[WRITTEN INSTRUCTION A]: In the listing below, from its start through the line containing "x=489 y=290", swap every "headscarf" for "head covering" and give those lines back with nothing else altered. Omit the pictures.

[PAGE TEXT]:
The most essential advantage of the present invention is that liquid and gas is given increased pressure in one and the same unit. Thus, there is no need of conventional gas/liquid separation and the liquid pump may be omitted. A compression system may hence be made substantially simpler and may be produced at a substantially lower cost.

SHORT DESCRIPTION OF THE DRAWINGS

A preferred embodiment of the invention shall in the following be described in further detail referring to the drawings, where:

FIG. 1 shows schematically a diagram of a sub sea system according to the prior art;

FIG. 2 shows schematically a diagram of a sub sea system including a flow conditioner according to the present invention, based on the venturi principle;

FIG. 3a shows schematically in further detail a unit according to the invention;

FIG. 3b shows in enlarged scale the featured indicated within the ring A in FIG. 3a;

FIG. 4 shows schematically a detail of an alternative embodiment of a wet gas compressor according to the present invention;

FIG. 5 shows a generic sub sea system according to the present invention, where a multiphase meter is used for measuring the volume of gas and liquids at the inlet of the wet gas compressor, thus providing data used in a conventional anti-surge control system, and a recirculation loop (anti-surge line) and where the flow conditioner is based on separation the gas and liquid and providing a controlled re-entrainment of the liquid into the gas within the tank;

FIG. 6 shows a detailed sub sea system according to the present invention where the wet gas compressor is powered by an electromotor and where the process gas is used for preventing formation of hydrate and ice downstream of the anti-surge valve; and

FIG. 7 shows in a more detail a schematic disclosure of the flow conditioner used in the system shown in FIGS. 5 and 6.

[WRITTEN INSTRUCTION B]: Write the next part of the patent text on the wet gas compressor, picking up after its final sentence.

[PROVIDED ENTRIES]:
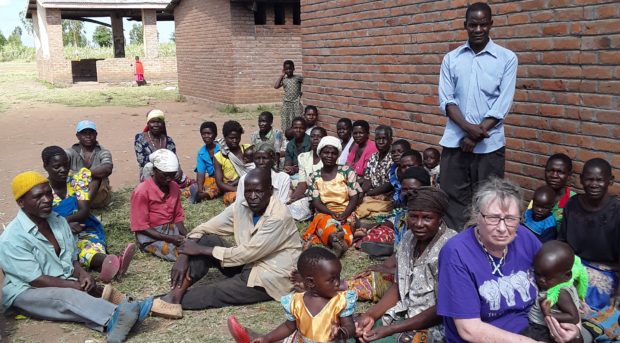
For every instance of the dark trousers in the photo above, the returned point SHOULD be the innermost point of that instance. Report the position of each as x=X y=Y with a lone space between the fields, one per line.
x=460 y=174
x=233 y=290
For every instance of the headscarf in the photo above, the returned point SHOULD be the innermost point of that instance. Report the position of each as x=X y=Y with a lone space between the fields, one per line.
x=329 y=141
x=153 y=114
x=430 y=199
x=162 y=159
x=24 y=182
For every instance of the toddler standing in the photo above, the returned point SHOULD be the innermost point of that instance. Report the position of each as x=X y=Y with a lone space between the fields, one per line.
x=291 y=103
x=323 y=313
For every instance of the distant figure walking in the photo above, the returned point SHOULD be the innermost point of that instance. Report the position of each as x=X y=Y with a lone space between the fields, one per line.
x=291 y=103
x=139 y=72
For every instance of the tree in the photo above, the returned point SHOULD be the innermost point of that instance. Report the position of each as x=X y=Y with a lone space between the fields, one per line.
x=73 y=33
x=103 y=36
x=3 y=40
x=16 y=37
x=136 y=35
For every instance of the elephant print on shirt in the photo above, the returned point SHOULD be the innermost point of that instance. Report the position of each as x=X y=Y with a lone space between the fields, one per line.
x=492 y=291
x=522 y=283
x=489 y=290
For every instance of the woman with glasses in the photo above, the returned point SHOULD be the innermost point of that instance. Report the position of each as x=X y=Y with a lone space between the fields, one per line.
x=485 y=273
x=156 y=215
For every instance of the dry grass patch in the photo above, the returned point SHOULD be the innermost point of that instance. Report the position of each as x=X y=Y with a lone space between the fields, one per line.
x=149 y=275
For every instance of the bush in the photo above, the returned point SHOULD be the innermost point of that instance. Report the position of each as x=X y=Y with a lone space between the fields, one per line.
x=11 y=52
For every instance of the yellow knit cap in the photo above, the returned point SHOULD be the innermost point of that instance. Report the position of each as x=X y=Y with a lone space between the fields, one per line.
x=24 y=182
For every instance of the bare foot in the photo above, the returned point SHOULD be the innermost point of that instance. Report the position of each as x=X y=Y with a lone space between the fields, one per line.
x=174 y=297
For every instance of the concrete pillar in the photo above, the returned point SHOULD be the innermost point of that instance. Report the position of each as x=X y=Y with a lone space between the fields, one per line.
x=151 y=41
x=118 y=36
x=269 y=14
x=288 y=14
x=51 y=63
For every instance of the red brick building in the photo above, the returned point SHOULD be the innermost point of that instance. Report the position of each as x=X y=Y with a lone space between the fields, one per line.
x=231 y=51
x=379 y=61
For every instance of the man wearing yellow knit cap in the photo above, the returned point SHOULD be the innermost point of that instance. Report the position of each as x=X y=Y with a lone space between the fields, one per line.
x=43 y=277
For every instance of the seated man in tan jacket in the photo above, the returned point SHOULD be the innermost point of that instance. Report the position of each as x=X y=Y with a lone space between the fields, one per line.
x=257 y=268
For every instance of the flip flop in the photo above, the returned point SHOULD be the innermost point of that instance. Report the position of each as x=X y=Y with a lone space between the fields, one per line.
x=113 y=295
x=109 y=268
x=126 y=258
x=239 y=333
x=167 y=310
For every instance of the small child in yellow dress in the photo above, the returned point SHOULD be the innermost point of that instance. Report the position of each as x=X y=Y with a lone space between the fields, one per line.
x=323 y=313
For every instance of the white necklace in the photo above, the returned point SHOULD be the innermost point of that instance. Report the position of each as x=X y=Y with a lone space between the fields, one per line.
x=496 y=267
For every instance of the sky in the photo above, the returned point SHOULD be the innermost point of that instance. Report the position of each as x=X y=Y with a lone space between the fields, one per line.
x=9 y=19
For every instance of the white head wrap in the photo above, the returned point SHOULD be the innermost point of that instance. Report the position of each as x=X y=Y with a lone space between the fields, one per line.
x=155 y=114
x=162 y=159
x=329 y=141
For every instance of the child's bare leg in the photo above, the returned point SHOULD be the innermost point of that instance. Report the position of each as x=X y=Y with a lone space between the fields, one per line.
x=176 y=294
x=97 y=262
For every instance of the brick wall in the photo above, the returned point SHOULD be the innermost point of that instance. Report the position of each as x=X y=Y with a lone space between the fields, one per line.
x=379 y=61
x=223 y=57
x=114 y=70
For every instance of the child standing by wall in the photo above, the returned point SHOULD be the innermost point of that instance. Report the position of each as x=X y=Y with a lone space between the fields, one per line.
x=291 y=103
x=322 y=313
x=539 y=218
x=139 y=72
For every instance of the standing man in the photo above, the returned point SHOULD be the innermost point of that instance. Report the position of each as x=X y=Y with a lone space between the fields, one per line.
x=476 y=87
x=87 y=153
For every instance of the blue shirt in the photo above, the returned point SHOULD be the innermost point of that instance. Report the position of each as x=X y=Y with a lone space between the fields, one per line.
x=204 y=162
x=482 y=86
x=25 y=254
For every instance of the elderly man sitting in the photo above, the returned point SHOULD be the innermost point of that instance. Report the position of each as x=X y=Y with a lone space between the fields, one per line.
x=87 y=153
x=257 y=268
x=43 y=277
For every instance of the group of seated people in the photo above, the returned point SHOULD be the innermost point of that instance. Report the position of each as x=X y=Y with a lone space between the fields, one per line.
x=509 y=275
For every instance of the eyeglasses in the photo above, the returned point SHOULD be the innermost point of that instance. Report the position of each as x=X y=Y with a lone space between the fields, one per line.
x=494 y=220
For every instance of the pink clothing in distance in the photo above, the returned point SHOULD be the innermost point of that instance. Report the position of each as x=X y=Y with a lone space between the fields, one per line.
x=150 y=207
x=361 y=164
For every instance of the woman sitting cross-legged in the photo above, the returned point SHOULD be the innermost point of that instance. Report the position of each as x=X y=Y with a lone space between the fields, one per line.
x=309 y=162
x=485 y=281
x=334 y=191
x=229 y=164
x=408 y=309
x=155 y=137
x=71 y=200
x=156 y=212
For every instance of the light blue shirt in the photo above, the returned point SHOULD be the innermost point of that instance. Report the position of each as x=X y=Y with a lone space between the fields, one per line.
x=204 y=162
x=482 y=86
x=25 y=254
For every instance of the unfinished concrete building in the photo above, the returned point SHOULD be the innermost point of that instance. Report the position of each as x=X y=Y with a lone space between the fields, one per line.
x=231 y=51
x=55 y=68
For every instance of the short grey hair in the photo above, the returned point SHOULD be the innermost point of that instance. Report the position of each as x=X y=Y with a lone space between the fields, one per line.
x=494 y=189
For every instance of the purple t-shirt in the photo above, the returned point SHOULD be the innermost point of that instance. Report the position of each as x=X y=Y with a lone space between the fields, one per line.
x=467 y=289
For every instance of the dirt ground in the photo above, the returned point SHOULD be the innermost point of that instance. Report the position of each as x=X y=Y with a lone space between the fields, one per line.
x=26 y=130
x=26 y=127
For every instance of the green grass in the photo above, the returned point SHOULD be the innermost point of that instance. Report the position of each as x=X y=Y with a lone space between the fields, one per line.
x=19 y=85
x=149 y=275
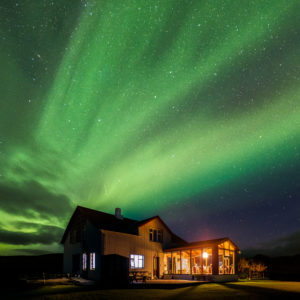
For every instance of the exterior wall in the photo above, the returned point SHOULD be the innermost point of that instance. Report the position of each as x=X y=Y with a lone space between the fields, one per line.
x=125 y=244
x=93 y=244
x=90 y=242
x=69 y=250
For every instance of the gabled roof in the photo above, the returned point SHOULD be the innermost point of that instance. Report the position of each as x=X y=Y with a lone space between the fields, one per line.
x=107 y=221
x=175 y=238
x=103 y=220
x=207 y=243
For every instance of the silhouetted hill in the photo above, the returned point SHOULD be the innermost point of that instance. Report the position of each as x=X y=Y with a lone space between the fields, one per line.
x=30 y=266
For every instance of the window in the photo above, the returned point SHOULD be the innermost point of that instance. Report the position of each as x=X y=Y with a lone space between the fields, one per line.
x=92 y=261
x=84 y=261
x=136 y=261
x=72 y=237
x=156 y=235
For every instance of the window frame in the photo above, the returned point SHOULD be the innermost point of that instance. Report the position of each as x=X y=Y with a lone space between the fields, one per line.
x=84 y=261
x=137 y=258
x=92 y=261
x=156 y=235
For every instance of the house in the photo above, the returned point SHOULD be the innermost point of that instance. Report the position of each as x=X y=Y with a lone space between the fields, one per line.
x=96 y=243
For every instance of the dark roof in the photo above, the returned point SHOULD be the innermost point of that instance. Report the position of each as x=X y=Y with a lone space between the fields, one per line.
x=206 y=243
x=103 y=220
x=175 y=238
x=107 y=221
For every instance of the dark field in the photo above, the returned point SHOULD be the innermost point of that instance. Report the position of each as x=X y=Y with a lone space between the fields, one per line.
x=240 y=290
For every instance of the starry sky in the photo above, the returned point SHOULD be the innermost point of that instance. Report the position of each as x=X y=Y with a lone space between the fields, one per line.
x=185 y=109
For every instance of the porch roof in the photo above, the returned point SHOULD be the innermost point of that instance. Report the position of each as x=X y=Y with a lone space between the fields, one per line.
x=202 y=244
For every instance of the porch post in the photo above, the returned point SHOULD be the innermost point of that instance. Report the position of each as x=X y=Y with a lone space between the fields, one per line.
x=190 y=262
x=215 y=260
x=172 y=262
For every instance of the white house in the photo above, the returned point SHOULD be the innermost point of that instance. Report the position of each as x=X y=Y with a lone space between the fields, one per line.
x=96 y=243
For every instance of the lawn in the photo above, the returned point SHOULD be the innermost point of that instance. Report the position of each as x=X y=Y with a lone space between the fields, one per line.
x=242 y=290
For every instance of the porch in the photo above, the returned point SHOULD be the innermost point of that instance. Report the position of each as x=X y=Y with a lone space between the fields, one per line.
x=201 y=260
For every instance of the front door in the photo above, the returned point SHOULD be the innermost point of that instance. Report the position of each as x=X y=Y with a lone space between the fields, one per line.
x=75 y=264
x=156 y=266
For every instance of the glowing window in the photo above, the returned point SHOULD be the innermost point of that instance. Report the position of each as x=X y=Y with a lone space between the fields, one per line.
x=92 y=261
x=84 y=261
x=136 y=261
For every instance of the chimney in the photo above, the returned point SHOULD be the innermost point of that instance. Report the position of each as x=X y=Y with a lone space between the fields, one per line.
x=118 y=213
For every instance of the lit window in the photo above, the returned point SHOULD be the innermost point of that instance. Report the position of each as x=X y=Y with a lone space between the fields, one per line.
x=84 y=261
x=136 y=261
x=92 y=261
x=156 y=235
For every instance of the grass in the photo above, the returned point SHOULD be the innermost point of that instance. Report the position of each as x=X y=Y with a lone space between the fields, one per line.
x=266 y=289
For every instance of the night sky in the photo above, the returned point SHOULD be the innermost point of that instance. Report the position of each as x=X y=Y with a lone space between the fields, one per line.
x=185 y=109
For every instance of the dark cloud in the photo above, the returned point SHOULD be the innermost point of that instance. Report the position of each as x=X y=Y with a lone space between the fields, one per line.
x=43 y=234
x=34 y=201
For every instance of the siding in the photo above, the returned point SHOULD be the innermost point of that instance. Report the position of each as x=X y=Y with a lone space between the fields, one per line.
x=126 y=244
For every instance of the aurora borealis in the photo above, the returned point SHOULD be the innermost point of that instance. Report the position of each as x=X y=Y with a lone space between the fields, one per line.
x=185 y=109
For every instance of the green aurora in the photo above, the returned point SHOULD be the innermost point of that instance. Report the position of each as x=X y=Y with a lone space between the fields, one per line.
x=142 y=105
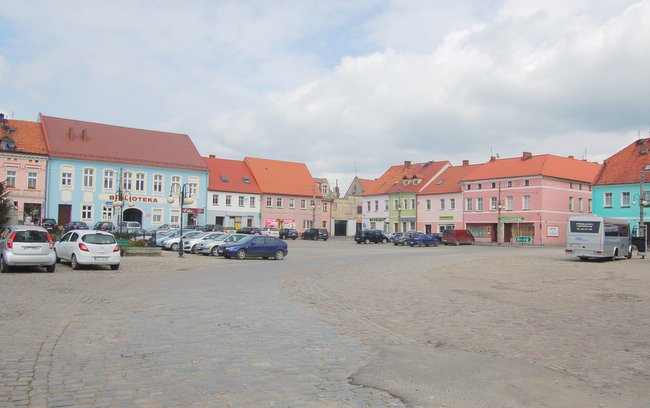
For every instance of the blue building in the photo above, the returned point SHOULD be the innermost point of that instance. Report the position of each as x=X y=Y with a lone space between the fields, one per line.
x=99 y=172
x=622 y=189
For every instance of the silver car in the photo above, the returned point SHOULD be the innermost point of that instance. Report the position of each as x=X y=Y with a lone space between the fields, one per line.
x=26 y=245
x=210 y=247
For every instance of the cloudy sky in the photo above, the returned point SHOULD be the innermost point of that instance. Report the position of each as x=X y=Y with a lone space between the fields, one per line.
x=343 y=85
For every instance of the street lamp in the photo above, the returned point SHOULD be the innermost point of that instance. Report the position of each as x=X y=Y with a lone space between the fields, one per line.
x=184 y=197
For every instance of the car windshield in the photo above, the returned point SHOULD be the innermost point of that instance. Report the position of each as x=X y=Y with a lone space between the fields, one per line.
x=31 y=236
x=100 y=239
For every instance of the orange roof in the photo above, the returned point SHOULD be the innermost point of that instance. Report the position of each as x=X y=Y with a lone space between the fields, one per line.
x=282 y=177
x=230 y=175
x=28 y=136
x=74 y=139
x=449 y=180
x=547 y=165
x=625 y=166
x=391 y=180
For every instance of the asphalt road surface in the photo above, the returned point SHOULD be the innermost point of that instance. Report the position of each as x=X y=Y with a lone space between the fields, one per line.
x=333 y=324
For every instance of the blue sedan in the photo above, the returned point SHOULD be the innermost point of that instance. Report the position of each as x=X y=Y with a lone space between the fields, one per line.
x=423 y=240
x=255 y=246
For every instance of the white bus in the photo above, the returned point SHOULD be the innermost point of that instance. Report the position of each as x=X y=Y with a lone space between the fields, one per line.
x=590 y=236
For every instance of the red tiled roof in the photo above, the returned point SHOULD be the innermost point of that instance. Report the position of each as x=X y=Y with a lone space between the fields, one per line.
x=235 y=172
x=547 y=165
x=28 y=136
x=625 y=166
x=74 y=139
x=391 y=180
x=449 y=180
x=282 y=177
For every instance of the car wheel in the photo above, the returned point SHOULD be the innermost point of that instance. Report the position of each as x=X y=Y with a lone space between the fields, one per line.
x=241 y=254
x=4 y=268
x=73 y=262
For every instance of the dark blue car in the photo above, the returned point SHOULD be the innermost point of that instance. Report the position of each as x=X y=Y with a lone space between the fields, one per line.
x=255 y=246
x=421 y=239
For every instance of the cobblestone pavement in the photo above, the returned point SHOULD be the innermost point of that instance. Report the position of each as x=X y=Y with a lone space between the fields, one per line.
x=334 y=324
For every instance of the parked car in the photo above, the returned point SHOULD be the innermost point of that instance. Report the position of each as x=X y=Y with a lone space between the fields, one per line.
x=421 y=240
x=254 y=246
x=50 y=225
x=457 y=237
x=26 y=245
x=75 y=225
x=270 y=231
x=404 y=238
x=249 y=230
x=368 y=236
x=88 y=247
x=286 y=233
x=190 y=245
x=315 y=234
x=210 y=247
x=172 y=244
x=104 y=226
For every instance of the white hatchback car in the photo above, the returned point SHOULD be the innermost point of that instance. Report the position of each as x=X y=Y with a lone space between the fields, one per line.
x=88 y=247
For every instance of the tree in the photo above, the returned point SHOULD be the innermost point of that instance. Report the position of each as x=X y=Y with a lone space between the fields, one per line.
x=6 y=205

[EXERCISE RESULT A]:
For every instance of the dark trousers in the photo above, the returned point SHOULD be the innermost point of that instance. Report the position of each as x=X y=Y with a lone space between the fields, one per line.
x=460 y=174
x=233 y=290
For every instance of the head covering in the photo above, the returned point SHOULD be the innermost point of that instance. Report the position of each as x=X y=Y with a lone space between the fields, one per line.
x=329 y=141
x=153 y=114
x=430 y=199
x=162 y=159
x=24 y=182
For every instance of the toddler standing in the photo above, the returned point SHOULD be the innermost point of that instance. Report the position of each as x=X y=Y with a lone space between the fields, one per line.
x=291 y=103
x=323 y=313
For every instance of the distant figure walking in the photo above, the returned point SHOULD be the innermost point of that instance. Report the position of each as x=X y=Y with a lone space between the fields, one per line.
x=291 y=103
x=139 y=72
For every instance of the tree in the photo above, the returned point SHOULD be the innermost point of that instance. Report the position of each as x=X y=Y with a lone space between the fields, one per line.
x=73 y=33
x=103 y=36
x=3 y=40
x=16 y=37
x=136 y=35
For every instance of the elephant print on shirt in the photo above, the returned point SHOULD be the innermost point of that instance. Report the position of each as x=X y=Y with a lone space between the fields, one per line.
x=492 y=291
x=522 y=283
x=489 y=290

[EXERCISE RESULT B]:
DETAILED DESCRIPTION OF THE INVENTION

FIG. 1 shows schematically a system diagram of sub sea compressor system 10 according to a prior art solution. According to the prior art solution the system comprises a supply line 11 where the well flow either may flow naturally due to an excess pressure in the well through the ordinary pipe line 41, when the valves 49 and 51 are closed, while the valves 52 and 54 are open, or through the compressor system when the valves 49 and 51 are open and the valves 52 and 54 are closed.

When the well flow is fed into the compressor system 10, the well flow is fed to a liquid scrubber or separator 12, where gas and liquid/particles are separated. Up front of the inlet to the liquid separator 12, a cooler 13 is arranged, cooling the well flow down from typically 70° C. to typically 20° C. before the well flow enters the liquid separator 12. The cooler 13 reduces the temperature of the well flow so that liquid is separated out and the portion of liquid is increased. This reduction of mass flow of gas which is fed into the compressor 17 reduces the power requirement in the compressor 17. The cooler 13 may in principle be placed upstream of the compressor 17, as shown in FIG. 1. A corresponding cooler may possibly also in principle be placed downstream of the compressor 17, thereby securing a temperature lower than the limiting temperature in the pipe line.

The liquid separated out in the separator 12 is then fed through a liquid volume metering device 54 and into the pump 15. The metering device 54 may alternatively be arranged upstream of the pump 15. Further, the liquid from the pump 15 is returned back to the separator 12 in desired volume by regulating a valve 50. Said circulation of liquid secures a larger operational range (larger liquid volumes) through the pump 15.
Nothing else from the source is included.